▶ **PROBLEM DESCRIPTION**: Pull out the lines from the one containing "the pedestrian, imagine" through the end of the items and reproduce them word for word, leaving the pictures out.

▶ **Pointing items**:
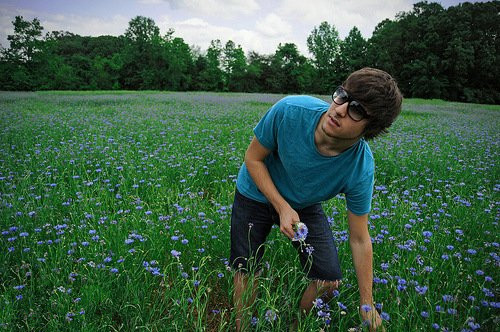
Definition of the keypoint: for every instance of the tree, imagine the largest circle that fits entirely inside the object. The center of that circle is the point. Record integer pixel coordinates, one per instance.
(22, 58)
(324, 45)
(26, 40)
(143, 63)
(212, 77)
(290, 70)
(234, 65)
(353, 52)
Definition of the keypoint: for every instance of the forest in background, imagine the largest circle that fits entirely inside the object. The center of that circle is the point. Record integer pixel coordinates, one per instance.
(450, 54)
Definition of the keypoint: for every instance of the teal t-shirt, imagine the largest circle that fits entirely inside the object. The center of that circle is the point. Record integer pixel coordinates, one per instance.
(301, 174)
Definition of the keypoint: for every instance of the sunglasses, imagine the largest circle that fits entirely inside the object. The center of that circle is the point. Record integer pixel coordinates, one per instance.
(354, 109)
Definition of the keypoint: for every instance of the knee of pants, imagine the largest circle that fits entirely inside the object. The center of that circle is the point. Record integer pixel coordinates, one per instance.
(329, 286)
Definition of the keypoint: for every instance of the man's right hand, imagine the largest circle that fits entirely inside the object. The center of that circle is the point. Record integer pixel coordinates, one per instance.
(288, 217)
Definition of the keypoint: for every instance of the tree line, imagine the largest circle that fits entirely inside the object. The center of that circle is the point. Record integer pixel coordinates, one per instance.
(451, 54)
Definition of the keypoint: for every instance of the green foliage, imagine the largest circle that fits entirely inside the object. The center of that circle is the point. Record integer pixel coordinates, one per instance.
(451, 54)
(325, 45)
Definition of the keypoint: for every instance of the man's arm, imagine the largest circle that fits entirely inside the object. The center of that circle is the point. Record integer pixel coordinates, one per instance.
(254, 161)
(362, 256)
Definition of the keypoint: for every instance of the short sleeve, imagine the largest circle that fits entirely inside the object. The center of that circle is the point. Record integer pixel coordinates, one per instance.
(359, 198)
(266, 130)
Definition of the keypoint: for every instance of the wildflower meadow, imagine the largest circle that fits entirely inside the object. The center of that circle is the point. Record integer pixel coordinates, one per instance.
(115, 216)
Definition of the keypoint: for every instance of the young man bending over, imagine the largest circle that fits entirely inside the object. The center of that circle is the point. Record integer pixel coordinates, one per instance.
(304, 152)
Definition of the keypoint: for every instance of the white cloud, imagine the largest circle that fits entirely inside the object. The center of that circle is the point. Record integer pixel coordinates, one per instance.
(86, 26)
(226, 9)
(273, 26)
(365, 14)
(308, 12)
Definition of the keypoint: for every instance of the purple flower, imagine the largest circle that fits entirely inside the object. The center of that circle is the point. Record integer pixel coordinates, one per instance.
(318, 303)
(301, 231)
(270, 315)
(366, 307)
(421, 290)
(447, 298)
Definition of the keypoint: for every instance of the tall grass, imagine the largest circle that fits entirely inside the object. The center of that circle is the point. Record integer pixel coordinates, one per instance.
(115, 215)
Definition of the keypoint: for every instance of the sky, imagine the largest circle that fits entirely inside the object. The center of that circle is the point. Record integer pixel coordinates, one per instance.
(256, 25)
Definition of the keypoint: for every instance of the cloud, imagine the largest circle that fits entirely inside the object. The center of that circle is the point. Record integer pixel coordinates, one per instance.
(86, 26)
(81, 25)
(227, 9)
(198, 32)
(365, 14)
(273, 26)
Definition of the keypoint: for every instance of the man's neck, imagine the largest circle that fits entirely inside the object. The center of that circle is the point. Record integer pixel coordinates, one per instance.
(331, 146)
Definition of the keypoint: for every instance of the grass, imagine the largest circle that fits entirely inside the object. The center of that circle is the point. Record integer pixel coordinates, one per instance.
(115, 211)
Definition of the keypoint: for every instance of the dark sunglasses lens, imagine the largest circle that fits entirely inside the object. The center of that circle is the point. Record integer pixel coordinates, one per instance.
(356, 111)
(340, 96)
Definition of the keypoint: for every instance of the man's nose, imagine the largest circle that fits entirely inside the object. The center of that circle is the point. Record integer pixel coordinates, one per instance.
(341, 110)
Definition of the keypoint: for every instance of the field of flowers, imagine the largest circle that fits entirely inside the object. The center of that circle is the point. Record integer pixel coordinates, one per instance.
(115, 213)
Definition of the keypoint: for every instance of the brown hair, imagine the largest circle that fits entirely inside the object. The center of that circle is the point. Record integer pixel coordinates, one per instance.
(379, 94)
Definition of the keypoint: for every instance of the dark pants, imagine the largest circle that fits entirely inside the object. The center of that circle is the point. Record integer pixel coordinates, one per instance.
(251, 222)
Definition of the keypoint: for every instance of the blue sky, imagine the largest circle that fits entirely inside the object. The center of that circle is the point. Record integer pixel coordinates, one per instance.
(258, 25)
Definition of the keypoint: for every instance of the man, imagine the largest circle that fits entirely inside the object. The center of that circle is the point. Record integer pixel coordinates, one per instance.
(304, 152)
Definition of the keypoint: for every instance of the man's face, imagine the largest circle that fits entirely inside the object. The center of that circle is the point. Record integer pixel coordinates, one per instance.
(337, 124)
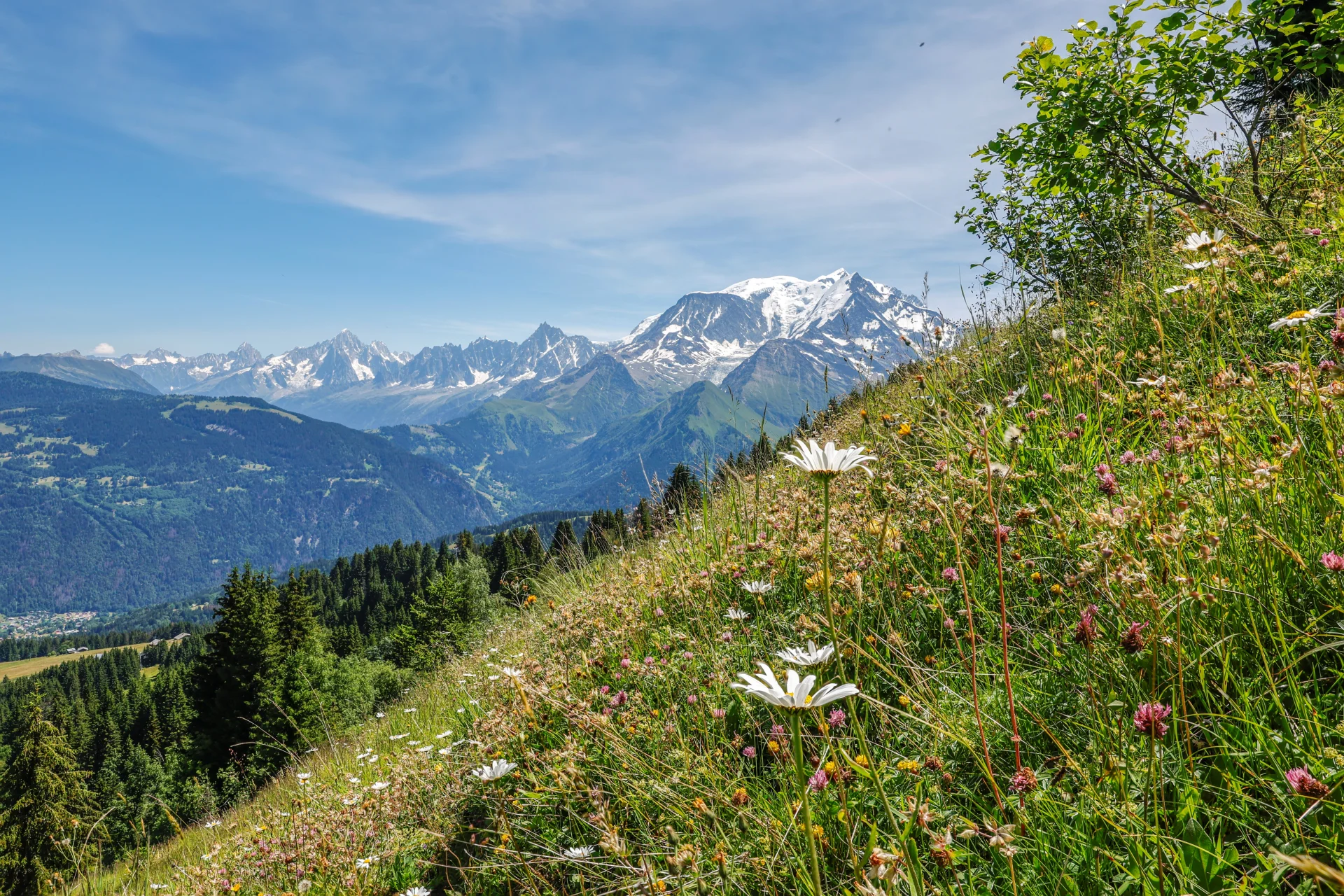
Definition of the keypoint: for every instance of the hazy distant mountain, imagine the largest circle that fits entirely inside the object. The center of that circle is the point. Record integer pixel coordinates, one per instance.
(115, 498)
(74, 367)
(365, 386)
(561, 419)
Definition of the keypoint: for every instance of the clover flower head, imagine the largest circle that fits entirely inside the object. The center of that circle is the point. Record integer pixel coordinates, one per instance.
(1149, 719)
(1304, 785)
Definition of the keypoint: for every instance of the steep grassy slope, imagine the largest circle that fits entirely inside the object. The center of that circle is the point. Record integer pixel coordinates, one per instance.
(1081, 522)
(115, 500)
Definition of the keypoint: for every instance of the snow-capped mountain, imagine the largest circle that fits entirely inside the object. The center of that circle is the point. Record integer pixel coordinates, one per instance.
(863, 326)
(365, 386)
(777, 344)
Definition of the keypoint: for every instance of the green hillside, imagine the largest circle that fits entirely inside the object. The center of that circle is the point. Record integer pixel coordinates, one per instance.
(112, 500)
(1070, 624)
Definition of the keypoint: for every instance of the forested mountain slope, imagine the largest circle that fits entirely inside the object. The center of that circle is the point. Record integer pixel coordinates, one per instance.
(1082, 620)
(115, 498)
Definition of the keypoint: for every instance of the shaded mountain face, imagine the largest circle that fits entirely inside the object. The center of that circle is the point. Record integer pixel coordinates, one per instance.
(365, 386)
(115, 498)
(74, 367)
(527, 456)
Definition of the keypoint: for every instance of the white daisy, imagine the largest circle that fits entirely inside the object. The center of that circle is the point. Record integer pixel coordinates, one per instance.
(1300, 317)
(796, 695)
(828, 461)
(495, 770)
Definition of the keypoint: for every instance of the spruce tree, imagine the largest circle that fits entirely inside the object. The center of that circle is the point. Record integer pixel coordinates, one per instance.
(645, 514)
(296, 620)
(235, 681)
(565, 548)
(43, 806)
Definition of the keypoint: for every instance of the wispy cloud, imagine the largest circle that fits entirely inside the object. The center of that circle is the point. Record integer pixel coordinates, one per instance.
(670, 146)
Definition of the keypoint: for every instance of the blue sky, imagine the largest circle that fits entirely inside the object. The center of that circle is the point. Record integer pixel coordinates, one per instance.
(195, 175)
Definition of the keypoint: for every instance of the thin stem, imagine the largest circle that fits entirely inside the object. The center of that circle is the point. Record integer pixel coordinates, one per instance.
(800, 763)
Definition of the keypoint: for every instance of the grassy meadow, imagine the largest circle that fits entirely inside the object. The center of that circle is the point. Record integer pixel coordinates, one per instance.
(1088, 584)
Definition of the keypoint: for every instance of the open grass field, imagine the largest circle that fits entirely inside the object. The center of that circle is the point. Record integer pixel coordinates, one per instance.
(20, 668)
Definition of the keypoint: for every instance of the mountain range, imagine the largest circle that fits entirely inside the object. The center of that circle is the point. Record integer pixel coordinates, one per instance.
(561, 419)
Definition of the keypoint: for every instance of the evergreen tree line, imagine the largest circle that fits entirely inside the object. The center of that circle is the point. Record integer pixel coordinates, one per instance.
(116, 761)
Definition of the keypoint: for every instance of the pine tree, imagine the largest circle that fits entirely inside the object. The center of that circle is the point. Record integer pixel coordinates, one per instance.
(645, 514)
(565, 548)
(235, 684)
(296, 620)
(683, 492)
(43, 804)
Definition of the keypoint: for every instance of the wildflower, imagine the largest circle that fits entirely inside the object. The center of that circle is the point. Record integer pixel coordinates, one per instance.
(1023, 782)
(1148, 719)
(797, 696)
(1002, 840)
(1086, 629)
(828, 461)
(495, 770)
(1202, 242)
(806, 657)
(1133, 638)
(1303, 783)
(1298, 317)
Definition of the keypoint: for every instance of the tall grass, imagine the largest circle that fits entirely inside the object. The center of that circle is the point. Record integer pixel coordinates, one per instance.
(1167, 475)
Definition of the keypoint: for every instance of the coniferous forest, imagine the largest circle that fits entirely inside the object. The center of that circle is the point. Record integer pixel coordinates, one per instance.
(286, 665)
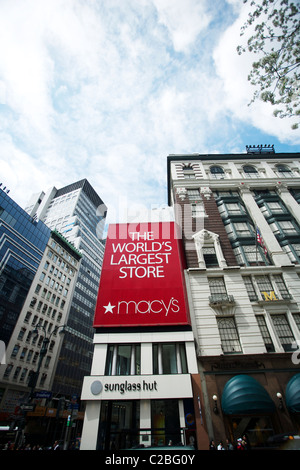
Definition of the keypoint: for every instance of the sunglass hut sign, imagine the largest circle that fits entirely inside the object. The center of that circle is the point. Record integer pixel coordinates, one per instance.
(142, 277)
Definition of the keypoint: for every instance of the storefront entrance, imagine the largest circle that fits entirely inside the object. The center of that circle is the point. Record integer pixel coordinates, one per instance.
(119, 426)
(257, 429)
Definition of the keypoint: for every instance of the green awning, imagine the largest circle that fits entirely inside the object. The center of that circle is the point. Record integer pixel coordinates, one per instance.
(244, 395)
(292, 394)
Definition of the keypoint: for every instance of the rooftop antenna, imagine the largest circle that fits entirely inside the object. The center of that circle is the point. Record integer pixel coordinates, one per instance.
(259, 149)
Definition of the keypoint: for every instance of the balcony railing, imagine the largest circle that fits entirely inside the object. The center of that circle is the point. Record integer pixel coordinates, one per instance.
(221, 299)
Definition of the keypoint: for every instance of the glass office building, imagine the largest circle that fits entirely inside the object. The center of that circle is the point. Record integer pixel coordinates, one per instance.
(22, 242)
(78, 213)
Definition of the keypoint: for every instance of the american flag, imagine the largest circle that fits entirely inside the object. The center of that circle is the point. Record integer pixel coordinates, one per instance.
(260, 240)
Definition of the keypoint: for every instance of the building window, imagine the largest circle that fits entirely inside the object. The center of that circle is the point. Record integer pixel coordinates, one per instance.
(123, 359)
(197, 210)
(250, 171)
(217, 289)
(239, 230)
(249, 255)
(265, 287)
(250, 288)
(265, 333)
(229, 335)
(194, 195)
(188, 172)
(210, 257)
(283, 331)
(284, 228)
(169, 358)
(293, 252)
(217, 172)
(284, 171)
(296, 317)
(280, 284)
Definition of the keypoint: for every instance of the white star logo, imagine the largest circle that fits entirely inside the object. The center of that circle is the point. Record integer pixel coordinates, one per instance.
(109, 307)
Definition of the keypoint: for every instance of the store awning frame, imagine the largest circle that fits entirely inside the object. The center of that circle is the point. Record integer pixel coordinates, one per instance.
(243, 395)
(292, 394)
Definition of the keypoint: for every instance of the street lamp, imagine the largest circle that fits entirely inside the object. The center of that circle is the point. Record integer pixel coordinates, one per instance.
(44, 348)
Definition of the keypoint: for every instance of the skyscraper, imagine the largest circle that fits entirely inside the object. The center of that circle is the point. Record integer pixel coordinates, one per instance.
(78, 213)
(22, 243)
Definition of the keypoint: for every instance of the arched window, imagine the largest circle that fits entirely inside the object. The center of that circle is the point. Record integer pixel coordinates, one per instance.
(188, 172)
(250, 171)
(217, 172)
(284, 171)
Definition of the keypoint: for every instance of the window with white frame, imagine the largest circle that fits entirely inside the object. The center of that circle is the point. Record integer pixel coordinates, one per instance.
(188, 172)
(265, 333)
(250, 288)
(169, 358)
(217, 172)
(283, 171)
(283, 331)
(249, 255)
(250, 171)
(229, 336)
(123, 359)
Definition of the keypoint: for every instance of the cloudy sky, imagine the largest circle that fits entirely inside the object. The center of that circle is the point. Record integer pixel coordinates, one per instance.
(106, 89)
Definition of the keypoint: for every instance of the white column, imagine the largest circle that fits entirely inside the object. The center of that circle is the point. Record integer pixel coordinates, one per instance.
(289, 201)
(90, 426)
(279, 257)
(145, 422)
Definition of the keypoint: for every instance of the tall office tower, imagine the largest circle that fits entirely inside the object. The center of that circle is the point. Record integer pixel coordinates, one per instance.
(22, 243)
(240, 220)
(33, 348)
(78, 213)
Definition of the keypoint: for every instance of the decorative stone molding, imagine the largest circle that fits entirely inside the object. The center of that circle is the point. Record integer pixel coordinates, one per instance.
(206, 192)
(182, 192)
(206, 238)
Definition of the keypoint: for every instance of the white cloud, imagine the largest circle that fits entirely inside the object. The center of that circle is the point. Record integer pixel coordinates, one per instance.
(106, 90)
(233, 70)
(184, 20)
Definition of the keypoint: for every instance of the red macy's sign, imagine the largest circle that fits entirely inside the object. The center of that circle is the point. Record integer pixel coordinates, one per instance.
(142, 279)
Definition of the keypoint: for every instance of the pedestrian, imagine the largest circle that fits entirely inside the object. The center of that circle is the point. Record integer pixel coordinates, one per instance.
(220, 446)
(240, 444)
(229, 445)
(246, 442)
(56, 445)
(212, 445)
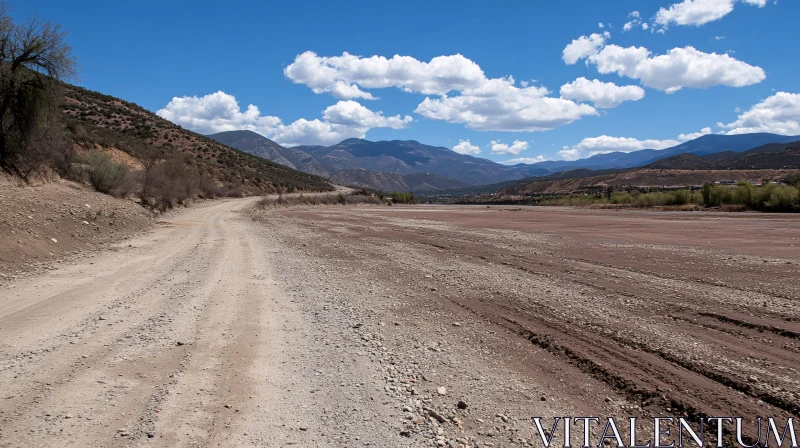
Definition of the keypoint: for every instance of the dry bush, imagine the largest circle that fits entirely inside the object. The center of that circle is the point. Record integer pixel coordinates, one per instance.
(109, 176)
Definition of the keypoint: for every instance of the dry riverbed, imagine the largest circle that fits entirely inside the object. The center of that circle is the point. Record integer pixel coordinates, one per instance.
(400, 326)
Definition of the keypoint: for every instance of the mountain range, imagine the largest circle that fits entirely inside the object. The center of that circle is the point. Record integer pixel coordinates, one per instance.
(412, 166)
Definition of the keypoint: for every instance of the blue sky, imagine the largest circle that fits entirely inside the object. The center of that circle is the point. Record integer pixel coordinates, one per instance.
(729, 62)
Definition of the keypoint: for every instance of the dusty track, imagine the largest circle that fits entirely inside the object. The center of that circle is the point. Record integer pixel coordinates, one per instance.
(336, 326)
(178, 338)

▶ **RESPONSE TO THE TASK**:
Definition of the keypoint: for every instance of the pedestrian, imagine the largest circle that fits entirely inside the object. The center of that circle is the point. Record integer pixel coordinates, one per instance.
(220, 446)
(240, 444)
(229, 445)
(246, 442)
(56, 445)
(212, 445)
Definition of the keypoint: for every instance of the dry bush, imagine the largest circle that fits entirely inside the object. The center of that circle is the point. Record integer pixel coordinates, one per instance.
(109, 176)
Definition of the keypoint: for every instance of the dry riverbed, imagine the largest circle that fits entirely inside the object. The center of that circle is the point. Record integer pixel coordinates, one per instance.
(400, 326)
Definition of the keypoint: for every instance of the mountain range, imagine the largest circle that fits entirely inside the object. The center of that circle is the point. Record integer pixel coordinates, one per instance.
(412, 166)
Definition of the keypoint: for every instance of the blue sky, imagine the largest circle that fits entirely inside the object. The center of that circle is the point. Record integer pixel coordinates, one per instance.
(729, 62)
Definition of the keypoint: for every instance of the dusty track, imagine the largest circle that fits entirely inside the object. The center of that circle is the point. Record integer pixel coordinates, one per instance.
(336, 326)
(178, 338)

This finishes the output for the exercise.